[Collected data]

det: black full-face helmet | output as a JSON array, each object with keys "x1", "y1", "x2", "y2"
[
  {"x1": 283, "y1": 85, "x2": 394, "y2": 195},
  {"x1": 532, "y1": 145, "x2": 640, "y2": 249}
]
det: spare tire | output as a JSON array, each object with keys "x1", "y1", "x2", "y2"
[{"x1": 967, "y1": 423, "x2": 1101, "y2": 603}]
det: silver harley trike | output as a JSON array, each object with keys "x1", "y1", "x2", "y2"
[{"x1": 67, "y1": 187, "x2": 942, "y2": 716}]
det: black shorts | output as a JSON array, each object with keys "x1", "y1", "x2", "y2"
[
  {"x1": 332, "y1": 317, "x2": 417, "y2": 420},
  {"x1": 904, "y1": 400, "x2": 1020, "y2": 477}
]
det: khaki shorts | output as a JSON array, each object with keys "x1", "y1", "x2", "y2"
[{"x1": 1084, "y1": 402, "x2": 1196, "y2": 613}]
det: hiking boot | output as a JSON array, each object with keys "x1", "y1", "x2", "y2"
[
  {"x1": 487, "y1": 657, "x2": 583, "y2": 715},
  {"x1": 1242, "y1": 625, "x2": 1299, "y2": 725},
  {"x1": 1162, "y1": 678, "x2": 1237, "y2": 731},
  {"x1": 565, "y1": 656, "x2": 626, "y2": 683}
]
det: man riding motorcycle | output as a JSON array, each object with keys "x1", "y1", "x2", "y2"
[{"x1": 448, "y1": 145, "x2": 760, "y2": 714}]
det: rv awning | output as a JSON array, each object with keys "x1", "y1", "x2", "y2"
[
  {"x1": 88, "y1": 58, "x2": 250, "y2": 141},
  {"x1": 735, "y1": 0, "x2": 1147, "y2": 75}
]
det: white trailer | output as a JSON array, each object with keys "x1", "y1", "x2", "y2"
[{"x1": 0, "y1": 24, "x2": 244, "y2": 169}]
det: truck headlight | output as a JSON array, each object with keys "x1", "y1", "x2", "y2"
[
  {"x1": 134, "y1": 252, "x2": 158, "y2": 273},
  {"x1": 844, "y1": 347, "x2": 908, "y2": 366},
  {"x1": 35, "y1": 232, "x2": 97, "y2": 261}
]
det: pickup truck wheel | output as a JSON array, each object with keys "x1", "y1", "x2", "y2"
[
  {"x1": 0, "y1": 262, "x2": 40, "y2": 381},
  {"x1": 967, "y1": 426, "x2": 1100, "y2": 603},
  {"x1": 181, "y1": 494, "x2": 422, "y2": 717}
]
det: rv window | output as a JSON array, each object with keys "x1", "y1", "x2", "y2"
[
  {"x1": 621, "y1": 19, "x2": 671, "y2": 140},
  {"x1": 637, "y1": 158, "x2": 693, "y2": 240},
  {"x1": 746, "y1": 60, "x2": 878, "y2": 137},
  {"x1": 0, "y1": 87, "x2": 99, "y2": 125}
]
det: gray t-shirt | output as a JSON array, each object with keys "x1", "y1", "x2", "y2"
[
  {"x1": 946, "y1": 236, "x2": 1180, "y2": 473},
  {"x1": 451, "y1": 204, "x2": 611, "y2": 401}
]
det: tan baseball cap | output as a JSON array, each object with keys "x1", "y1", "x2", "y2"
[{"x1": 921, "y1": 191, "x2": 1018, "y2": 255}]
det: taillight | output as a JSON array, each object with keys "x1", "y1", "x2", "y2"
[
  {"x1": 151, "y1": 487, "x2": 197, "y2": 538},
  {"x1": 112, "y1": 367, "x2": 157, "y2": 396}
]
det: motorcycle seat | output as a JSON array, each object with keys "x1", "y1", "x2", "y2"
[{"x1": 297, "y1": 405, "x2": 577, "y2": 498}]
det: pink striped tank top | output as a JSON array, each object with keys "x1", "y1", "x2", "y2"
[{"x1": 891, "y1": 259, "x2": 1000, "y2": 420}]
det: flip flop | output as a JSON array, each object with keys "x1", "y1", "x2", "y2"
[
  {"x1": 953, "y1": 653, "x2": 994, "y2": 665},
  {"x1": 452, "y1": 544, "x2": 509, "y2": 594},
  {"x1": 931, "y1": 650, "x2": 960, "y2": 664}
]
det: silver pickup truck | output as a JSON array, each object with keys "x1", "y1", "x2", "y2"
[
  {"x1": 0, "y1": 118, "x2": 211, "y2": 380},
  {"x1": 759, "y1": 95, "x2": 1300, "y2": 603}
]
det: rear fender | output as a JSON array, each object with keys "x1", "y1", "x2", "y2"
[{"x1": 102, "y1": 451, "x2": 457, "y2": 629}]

→ HOW TO COMPLETE THIS TASK
Write out the data again in full. Match it exactly.

→ RESPONSE TO THIS TASK
det: black full-face helmet | output as a JSON array, each object with keys "x1", "y1", "x2", "y2"
[
  {"x1": 283, "y1": 85, "x2": 394, "y2": 195},
  {"x1": 532, "y1": 145, "x2": 640, "y2": 249}
]
det: spare tire | output as a JSON array, each object with keys "x1", "y1", "x2", "y2"
[{"x1": 967, "y1": 423, "x2": 1101, "y2": 603}]
det: silver harley trike | output as a JSON array, each object with keys "x1", "y1", "x2", "y2"
[{"x1": 67, "y1": 187, "x2": 942, "y2": 716}]
det: black shorts | output as a JSON array, each object with keys "x1", "y1", "x2", "y2"
[
  {"x1": 332, "y1": 317, "x2": 417, "y2": 420},
  {"x1": 904, "y1": 400, "x2": 1020, "y2": 477}
]
det: khaki shorts | output as a JSON array, each object with keys "x1", "y1", "x2", "y2"
[{"x1": 1084, "y1": 402, "x2": 1196, "y2": 613}]
det: hiking boot | output as a JSON array, each object with keys "x1", "y1", "x2", "y2"
[
  {"x1": 487, "y1": 657, "x2": 583, "y2": 715},
  {"x1": 1242, "y1": 625, "x2": 1299, "y2": 725},
  {"x1": 1162, "y1": 678, "x2": 1237, "y2": 731},
  {"x1": 565, "y1": 656, "x2": 626, "y2": 683}
]
det: man riding motorcycle | output as a JSON array, each object with keys "x1", "y1", "x2", "y2"
[{"x1": 448, "y1": 145, "x2": 760, "y2": 714}]
det: rv awning | output as a JSON array, each object with keys "x1", "y1", "x2", "y2"
[
  {"x1": 88, "y1": 58, "x2": 250, "y2": 141},
  {"x1": 735, "y1": 0, "x2": 1147, "y2": 75}
]
det: white trailer | output as a JSON array, each object with keys "x1", "y1", "x2", "y2"
[{"x1": 0, "y1": 24, "x2": 244, "y2": 169}]
det: truck headlight | output as a JSON array, each object with keys "x1", "y1", "x2", "y2"
[
  {"x1": 134, "y1": 252, "x2": 158, "y2": 273},
  {"x1": 844, "y1": 347, "x2": 908, "y2": 366},
  {"x1": 35, "y1": 232, "x2": 97, "y2": 261}
]
det: pickup truck wheel | output as a JSON array, each object with keys "x1", "y1", "x2", "y2"
[
  {"x1": 0, "y1": 262, "x2": 40, "y2": 381},
  {"x1": 967, "y1": 426, "x2": 1100, "y2": 603},
  {"x1": 181, "y1": 494, "x2": 422, "y2": 717}
]
det: rv window | output as a JSON array, each object with keys "x1", "y1", "x2", "y2"
[
  {"x1": 621, "y1": 19, "x2": 671, "y2": 140},
  {"x1": 637, "y1": 158, "x2": 693, "y2": 240},
  {"x1": 746, "y1": 60, "x2": 878, "y2": 137},
  {"x1": 0, "y1": 87, "x2": 99, "y2": 125}
]
det: gray t-shirt | output as a JSON array, each object with keys "x1", "y1", "x2", "y2"
[
  {"x1": 946, "y1": 236, "x2": 1180, "y2": 473},
  {"x1": 451, "y1": 204, "x2": 611, "y2": 401}
]
det: tan baseball cap | output as a JSON array, each object with keys "x1", "y1", "x2", "y2"
[{"x1": 921, "y1": 191, "x2": 1018, "y2": 255}]
det: taillight | output as a JSON array, each object with keys "x1", "y1", "x2", "y2"
[
  {"x1": 151, "y1": 487, "x2": 197, "y2": 538},
  {"x1": 112, "y1": 367, "x2": 157, "y2": 396}
]
det: motorcycle seat | output as a JSON array, each object with keys "x1", "y1", "x2", "y2"
[{"x1": 297, "y1": 405, "x2": 577, "y2": 498}]
det: pink striped tank top | output as a JSON array, each object with keys "x1", "y1", "x2", "y2"
[{"x1": 891, "y1": 259, "x2": 1000, "y2": 420}]
det: flip flop | output as a JSON array, each object with keys "x1", "y1", "x2", "y2"
[
  {"x1": 953, "y1": 653, "x2": 994, "y2": 665},
  {"x1": 452, "y1": 544, "x2": 509, "y2": 594},
  {"x1": 931, "y1": 650, "x2": 960, "y2": 664}
]
det: silver pickup truck | output as a JSON array, each object with keys "x1", "y1", "x2", "y2"
[
  {"x1": 0, "y1": 118, "x2": 211, "y2": 380},
  {"x1": 759, "y1": 95, "x2": 1300, "y2": 603}
]
det: rear fender | output as a JSON array, each object with keys "x1", "y1", "x2", "y2"
[{"x1": 102, "y1": 451, "x2": 457, "y2": 629}]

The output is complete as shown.